III. So, what are the signs that you’re in the Kingdom of Jesus?

  1. You don’t melt down when the troubles come
  2. You have become spiritually poor yourself
  3. You care about the poor and marginalized
  4. It’s what you do with your money
    1. This is why I included vv. 30-35
    2. If anyone doesn’t give money you’ve lent them, you shouldn’t ask for it back.
    3. This is not talking about giving to everyone who asks of you on the street.
    4. The word “give” used here is the word for “lending.”
  5. In those days, if someone came to you and asked for a loan, it usually meant they were in real trouble. And whether or not you gave to them depended on the Greco-Roman patronage system.
    1. If a patron had a request for a loan, the patron who was smart and saavy would be happy to have someone owe them if they could get a future favor from them.
    2. Jesus is blowing that up here, saying, “How dare you use the patronage system!”
      1. If you are in my kingdom, you will be so radically generous that it will outrage, it will shock, the people of your day. You are so free from needing all these things that you are radically generous.
  6. If your accountant isn’t in the kingdom of God, and they see what you’re giving away, they’re going to think that you’re nuts.
    1. By the way, no offense to any accountants in here.

Listed records:
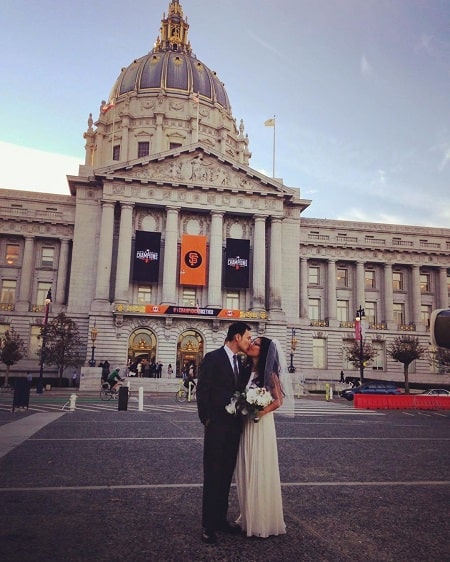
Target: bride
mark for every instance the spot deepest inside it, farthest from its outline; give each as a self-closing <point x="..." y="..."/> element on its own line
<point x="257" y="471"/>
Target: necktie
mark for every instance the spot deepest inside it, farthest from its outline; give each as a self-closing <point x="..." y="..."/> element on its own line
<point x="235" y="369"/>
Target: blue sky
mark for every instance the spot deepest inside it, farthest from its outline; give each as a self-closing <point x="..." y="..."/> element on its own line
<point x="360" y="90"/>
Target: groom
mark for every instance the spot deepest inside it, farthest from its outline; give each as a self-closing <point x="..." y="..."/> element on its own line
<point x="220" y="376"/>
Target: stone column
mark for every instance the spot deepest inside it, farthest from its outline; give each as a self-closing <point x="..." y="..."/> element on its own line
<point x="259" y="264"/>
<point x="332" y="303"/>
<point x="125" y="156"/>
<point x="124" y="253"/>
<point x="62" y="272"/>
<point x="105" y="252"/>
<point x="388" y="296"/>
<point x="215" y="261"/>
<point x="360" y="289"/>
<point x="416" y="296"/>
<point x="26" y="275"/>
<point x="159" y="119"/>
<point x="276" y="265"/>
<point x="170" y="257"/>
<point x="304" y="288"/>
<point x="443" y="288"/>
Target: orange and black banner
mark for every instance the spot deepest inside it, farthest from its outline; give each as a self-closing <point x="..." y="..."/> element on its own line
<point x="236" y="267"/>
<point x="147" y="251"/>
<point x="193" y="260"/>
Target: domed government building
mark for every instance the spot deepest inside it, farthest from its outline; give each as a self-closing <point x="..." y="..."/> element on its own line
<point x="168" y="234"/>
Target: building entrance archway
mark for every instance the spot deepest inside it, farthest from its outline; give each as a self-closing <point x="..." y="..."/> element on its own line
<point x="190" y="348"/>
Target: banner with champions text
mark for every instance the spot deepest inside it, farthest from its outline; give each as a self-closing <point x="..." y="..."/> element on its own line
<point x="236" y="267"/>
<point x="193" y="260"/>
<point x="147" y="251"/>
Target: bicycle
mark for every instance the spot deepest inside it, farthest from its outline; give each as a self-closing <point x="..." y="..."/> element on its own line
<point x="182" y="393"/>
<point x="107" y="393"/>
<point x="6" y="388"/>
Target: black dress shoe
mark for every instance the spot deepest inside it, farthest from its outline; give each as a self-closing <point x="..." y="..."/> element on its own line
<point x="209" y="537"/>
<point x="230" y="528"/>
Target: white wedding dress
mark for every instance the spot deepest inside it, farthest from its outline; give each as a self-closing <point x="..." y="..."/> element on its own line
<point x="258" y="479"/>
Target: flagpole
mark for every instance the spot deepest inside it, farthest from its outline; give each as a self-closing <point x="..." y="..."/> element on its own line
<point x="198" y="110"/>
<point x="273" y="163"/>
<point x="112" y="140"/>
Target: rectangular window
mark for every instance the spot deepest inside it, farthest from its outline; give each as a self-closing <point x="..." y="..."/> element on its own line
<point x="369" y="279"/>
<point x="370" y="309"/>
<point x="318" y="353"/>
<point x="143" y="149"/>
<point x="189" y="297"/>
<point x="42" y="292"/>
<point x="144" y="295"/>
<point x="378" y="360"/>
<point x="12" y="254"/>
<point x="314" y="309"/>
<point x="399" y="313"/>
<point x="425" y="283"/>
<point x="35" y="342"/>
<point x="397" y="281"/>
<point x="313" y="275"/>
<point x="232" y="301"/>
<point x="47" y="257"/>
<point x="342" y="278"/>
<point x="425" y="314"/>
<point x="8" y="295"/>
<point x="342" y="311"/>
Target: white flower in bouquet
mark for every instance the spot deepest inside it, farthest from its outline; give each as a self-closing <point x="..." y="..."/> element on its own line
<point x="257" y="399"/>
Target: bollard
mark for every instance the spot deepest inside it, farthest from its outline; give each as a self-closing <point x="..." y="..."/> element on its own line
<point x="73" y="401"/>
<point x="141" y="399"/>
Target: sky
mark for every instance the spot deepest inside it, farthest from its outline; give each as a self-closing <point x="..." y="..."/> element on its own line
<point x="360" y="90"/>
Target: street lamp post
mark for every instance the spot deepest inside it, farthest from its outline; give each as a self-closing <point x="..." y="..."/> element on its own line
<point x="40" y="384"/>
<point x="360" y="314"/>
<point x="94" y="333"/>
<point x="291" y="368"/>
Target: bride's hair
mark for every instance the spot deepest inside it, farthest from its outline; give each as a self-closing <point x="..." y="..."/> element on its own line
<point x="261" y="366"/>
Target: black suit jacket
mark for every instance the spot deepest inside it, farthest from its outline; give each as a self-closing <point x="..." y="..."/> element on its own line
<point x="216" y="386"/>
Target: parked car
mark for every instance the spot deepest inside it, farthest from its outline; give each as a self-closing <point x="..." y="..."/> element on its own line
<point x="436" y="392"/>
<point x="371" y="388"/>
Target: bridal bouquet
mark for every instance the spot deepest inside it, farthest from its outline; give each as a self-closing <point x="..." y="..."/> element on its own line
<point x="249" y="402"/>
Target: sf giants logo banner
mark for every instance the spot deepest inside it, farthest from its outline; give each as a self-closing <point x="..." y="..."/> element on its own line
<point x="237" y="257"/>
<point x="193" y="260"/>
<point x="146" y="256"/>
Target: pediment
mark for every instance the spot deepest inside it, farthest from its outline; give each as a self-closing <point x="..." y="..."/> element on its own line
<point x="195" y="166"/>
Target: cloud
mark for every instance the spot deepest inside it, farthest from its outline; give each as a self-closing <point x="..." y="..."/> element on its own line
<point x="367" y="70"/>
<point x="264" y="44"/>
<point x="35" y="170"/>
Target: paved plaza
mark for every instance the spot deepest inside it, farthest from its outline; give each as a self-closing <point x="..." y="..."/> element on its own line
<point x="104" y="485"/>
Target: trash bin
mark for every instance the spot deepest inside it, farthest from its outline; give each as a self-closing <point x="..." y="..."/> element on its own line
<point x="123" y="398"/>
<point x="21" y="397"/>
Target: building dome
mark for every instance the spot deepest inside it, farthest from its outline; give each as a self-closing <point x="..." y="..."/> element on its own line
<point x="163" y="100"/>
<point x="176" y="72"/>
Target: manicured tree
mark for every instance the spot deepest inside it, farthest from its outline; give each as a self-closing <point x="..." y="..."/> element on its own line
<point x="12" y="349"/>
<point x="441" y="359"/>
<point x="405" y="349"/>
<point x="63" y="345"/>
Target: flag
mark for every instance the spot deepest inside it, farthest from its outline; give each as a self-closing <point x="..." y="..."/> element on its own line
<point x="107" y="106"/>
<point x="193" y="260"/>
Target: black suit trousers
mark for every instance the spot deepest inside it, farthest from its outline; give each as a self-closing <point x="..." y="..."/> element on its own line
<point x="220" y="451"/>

What is being asked:
Return the passage from the sermon outline on the Kingdom of Jesus, starting with "1. If a patron" and going on through "favor from them.", copied word for word.

Completed exercise:
1. If a patron had a request for a loan, the patron who was smart and saavy would be happy to have someone owe them if they could get a future favor from them.